=== Task statement ===
All of the records must come back exactly. Please repeat them in full.

-- Data extract follows --

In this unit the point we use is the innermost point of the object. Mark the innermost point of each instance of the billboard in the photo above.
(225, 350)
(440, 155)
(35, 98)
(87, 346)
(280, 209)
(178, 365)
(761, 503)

-- Data extract concluded --

=== Expected answer ===
In this unit the point we use is the innermost point of the object. Mark the innermost point of each instance of the billboard in the photo above.
(225, 350)
(440, 155)
(35, 98)
(87, 346)
(280, 209)
(178, 365)
(761, 503)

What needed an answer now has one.